(PASSAGE TO READ begins)

Supplying poor and developing countries with medicines at sustainable, reduced prices is one of the most important tools in the fight against major diseases, especially the “Big Three”, namely HIV, TB and malaria. After more than a decade since the Council Regulation (EC) 953/2003 came into force, to avoid trade diversion into the European Union of certain key medicines, stakeholders came together to discuss the overall impact of the Regulation at a workshop on 15 July 2015, organised by Charles River Associates – the authors of a report on evaluating the impact of the Regulation.
Chaired by Anders Jessen, Head of unit B.3 DG TRADE and moderated by Tim Wilsdon, CRA Vice President and Anthony Barron, CRA Senior Associate, the workshop served to evaluate the regulation for the tiered pricing of medicines.
Several institutional actors play a meaningful role in promoting access to the market of pharmaceutical products, including the European Union (EU). With Council Regulation (EC) 953/2003, the EU specifically intended to encourage pharmaceutical companies to make their products available at heavily reduced prices for poor markets, ensuring at the same time that there was no trade diversion of these to developed countries.
The main objective of the workshop was to address the effects of the Regulation in terms of efficiency, effectiveness, coherence and relevance.

(PASSAGE TO READ ends)
(RECORD EXCERPTS begins)

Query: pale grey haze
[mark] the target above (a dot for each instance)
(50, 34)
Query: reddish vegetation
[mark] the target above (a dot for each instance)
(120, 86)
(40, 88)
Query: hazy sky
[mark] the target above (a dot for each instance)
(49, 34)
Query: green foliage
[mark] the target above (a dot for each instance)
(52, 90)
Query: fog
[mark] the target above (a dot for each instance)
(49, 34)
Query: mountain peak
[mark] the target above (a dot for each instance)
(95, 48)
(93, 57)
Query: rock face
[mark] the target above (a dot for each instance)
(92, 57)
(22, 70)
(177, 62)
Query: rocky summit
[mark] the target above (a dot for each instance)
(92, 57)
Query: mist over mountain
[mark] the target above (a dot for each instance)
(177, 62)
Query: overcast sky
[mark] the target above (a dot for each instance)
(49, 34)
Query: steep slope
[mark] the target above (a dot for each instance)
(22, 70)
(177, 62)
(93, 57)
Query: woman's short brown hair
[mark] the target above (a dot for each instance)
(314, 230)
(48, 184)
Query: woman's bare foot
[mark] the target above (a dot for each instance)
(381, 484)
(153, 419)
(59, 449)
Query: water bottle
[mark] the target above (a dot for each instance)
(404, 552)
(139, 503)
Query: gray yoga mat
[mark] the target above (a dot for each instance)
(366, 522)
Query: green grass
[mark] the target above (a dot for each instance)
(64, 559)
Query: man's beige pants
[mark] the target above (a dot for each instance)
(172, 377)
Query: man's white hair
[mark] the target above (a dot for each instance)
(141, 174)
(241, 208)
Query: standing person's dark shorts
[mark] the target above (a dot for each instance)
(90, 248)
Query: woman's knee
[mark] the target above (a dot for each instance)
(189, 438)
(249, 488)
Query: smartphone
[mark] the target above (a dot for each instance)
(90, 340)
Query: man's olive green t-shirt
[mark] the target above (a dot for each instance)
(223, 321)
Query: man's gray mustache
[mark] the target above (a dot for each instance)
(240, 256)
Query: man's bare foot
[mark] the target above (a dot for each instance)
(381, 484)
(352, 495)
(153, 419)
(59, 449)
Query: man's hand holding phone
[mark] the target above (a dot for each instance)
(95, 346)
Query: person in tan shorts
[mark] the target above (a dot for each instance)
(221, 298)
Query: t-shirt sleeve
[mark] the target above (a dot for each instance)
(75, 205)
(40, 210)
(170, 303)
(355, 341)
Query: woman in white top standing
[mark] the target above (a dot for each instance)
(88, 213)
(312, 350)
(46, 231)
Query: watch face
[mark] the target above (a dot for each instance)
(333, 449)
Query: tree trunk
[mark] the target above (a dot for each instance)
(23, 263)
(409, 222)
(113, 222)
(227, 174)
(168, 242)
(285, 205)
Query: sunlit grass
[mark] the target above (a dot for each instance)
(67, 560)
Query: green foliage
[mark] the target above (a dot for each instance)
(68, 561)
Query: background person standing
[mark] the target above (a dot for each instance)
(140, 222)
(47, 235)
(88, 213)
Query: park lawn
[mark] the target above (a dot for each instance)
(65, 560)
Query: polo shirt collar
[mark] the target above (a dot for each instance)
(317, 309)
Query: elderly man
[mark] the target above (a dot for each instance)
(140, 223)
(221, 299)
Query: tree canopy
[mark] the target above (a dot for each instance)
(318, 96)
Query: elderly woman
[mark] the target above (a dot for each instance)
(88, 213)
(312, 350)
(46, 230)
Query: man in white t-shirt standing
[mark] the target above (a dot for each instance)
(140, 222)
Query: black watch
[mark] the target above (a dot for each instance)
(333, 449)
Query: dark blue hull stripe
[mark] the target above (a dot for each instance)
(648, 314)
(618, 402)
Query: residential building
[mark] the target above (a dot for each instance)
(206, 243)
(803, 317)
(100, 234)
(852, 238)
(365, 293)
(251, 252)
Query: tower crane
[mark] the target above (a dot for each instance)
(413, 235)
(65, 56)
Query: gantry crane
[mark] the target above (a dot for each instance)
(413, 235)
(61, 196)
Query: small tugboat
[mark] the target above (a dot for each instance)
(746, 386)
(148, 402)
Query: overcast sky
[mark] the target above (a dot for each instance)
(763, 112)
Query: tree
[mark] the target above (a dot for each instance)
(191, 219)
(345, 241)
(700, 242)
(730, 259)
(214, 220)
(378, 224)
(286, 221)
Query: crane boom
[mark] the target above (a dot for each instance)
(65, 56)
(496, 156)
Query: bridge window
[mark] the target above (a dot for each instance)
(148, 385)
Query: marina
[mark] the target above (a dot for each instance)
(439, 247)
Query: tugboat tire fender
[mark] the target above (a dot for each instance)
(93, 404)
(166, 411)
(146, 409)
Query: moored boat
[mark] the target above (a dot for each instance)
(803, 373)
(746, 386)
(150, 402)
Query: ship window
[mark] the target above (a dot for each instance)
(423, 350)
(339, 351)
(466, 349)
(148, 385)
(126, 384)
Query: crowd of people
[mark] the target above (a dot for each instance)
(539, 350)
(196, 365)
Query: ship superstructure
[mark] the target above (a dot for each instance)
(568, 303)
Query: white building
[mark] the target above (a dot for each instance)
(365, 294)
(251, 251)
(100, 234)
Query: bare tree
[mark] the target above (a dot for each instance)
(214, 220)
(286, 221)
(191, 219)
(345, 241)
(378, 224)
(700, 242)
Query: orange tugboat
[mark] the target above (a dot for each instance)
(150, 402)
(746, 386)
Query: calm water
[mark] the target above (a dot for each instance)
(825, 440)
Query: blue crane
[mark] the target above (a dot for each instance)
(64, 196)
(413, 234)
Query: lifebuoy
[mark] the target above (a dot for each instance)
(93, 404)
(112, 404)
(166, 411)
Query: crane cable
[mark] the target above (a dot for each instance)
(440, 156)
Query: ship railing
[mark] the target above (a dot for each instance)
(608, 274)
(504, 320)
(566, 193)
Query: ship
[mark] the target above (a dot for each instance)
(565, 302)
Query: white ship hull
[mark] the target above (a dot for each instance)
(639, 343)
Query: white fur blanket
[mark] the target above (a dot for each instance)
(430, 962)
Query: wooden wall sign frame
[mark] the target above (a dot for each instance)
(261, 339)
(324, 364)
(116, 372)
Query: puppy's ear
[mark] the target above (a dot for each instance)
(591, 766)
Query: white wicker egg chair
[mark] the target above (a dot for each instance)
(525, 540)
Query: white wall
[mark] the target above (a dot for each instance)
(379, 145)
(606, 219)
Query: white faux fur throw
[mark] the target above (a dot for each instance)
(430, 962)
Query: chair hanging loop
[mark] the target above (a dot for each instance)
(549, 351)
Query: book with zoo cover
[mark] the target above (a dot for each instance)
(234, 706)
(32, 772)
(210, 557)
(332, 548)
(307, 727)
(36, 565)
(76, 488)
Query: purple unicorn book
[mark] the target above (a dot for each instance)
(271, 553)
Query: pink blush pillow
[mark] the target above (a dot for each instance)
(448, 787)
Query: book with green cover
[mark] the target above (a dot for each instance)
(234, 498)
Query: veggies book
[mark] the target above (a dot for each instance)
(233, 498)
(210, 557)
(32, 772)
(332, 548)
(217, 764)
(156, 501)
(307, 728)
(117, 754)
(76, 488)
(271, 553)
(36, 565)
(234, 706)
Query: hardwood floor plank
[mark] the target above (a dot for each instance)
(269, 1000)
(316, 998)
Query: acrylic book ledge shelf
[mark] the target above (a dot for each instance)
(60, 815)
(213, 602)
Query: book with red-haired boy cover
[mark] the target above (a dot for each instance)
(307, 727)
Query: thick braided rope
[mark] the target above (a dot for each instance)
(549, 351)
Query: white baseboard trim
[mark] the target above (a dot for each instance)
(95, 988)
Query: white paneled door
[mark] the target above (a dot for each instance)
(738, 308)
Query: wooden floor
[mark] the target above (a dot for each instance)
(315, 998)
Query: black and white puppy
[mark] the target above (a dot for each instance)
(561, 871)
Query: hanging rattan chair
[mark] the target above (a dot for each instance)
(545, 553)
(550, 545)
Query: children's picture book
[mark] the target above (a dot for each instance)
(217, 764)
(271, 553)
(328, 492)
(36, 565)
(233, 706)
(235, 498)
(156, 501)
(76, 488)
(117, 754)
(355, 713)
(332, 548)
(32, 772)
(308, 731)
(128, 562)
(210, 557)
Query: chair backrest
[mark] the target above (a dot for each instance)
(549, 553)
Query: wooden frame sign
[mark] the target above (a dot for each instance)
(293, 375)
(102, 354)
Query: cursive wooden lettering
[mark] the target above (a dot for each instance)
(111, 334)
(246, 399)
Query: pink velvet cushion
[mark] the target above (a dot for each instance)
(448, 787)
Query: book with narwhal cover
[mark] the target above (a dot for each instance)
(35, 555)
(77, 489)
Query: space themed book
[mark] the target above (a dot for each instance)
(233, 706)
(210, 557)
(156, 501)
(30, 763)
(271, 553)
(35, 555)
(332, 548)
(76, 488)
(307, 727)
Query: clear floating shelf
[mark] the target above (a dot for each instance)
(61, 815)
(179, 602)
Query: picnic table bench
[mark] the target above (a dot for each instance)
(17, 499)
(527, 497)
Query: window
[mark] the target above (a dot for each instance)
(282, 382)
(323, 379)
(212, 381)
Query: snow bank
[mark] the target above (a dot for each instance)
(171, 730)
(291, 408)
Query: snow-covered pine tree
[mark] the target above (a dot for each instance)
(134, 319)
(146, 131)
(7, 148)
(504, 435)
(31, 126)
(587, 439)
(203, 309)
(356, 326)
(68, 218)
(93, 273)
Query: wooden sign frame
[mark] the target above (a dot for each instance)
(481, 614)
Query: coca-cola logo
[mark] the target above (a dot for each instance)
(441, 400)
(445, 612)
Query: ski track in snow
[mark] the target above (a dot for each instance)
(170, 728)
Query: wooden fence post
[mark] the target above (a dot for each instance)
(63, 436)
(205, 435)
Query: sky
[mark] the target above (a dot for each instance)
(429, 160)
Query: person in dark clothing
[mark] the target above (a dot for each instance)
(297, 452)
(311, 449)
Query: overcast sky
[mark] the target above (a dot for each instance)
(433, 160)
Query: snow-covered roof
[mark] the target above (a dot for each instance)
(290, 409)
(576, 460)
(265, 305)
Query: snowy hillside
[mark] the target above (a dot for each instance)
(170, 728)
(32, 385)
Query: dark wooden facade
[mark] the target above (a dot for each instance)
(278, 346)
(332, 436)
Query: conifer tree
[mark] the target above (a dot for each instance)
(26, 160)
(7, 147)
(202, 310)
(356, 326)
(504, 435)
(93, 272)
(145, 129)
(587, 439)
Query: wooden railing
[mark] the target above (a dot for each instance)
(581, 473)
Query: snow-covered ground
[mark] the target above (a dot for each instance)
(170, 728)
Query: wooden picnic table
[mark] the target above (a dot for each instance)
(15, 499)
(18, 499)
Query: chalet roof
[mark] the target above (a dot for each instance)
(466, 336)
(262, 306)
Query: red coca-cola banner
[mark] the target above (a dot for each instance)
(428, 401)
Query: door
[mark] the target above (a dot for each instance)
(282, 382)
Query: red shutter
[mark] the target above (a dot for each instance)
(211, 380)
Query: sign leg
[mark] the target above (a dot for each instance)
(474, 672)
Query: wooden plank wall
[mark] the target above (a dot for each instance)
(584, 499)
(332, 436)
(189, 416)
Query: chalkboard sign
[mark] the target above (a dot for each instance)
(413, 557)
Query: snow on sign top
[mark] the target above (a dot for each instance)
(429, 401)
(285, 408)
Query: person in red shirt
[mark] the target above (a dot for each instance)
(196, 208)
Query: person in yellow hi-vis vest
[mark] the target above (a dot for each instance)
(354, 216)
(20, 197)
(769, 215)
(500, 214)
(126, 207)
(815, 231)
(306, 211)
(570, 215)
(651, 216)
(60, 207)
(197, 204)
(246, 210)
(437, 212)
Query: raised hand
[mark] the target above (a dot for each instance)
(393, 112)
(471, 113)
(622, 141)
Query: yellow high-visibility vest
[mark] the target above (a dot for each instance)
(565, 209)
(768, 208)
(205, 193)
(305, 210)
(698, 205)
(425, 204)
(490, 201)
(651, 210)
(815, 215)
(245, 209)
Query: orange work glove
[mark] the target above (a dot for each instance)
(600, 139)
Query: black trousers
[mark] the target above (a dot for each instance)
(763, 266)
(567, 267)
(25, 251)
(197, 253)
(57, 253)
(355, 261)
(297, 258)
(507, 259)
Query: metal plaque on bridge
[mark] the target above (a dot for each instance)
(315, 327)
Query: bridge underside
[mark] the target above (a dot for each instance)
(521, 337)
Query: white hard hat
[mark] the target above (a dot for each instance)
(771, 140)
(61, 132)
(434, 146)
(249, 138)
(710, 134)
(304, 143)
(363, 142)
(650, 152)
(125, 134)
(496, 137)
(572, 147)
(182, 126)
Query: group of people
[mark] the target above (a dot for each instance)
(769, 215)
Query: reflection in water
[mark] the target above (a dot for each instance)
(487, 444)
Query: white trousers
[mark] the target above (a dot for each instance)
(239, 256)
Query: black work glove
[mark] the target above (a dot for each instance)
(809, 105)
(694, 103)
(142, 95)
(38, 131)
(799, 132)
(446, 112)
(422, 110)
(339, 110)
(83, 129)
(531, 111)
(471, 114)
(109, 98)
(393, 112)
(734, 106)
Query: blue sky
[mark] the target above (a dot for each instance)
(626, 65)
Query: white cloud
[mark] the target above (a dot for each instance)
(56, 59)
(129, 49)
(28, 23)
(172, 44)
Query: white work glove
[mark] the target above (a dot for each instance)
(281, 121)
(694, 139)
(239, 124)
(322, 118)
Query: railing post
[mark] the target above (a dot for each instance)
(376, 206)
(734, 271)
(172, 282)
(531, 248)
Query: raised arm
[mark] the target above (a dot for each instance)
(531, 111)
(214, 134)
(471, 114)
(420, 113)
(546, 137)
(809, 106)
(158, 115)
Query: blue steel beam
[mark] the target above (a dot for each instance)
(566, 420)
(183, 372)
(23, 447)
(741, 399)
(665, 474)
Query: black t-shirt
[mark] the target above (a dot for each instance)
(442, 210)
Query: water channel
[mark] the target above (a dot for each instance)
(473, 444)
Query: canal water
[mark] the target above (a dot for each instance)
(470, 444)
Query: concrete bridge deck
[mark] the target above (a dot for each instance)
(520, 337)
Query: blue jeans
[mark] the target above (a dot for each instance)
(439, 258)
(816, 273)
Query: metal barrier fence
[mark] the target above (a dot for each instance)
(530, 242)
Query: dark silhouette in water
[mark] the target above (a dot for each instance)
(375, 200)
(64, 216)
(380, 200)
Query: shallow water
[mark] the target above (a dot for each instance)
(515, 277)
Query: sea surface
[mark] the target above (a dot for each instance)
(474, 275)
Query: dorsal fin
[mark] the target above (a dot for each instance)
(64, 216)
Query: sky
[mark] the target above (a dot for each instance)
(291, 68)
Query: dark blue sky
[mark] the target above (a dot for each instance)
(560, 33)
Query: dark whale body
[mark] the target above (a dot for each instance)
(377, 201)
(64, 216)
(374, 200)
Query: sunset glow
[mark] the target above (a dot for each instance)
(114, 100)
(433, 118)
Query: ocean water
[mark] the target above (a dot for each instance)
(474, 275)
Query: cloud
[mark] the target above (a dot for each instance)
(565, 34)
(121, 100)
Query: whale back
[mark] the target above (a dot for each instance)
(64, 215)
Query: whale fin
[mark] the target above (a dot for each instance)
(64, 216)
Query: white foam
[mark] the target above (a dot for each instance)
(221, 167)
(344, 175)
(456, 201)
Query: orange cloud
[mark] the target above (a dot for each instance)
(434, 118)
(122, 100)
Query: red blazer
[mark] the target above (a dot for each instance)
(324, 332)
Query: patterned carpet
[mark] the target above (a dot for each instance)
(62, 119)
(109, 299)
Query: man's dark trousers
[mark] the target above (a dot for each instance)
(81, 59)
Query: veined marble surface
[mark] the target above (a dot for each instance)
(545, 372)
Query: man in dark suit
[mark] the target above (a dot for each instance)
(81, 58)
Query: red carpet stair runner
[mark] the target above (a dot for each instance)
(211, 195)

(RECORD EXCERPTS ends)

= ACTIVITY 1 =
Using the text on the tiered-pricing workshop, explain in one to three sentences what the EU intended to achieve with Council Regulation (EC) 953/2003.
= ACTIVITY 2 =
Proceed with the text on the tiered-pricing workshop, starting after its last sentence.
The records have no connection to the text on the tiered-pricing workshop.

= TASK RESULT 1 =
The EU intended to encourage pharmaceutical companies to make their products available at heavily reduced prices for poor markets. It also wanted to ensure that these medicines were not diverted to developed countries.

= TASK RESULT 2 =
What is really puzzling, stated Helle Aagaard, Medecins Sans Frontieres, is that many people still continue believing that tiered pricing constitutes the single best instrument to make medicines affordable. She stated that in reality, the effects of the Regulation are rather limited with respect to the other possible options, namely TRIPS flexibilities (e.g. compulsory licensing, parallel importing), generic competition and voluntary commitments. Only a smart combination of different available tools would create the best impact for making medicines more affordable.
Also, as noted in the CRA report, there is scarce evidence that the current Regulation actually results in lower prices of pharmaceutical products or improved affordability. Indeed, It would be too ambitious to attribute this effect on one single tool, which is only part of a bigger package, argued Jon Pender, GSK. He called for the EU to put forward a strategy to achieve innovation in the sector and for establishing a positive climate for collaboration, coupled with a political commitment to jointly create something efficient. While the Regulation represented a good attempt at encouraging collaboration on common objectives, at the same time it is also a missed opportunity to focus on real needs, said Brendan Barnes, EFPIA. Indeed, there is no clear proof that such Regulation has functioned well towards those in direct need of affordable medicines, as noted by Helle Aagaard. This is probably because tiered pricing does not in any case reflect the ability for poor people to pay.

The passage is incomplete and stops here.